- **TASK STATEMENT**
Could you print every entry below exactly as given?

- **Referring expression data**
══════════

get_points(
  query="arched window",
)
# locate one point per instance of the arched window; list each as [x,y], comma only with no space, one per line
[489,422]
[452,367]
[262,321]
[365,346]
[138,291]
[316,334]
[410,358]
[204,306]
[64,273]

══════════

- **RESPONSE AREA**
get_points(
  query="arched window",
)
# locate one point per instance of the arched window; list each as [x,y], comma only with no space, one per line
[489,422]
[452,367]
[262,321]
[365,346]
[138,291]
[316,334]
[410,358]
[204,306]
[64,273]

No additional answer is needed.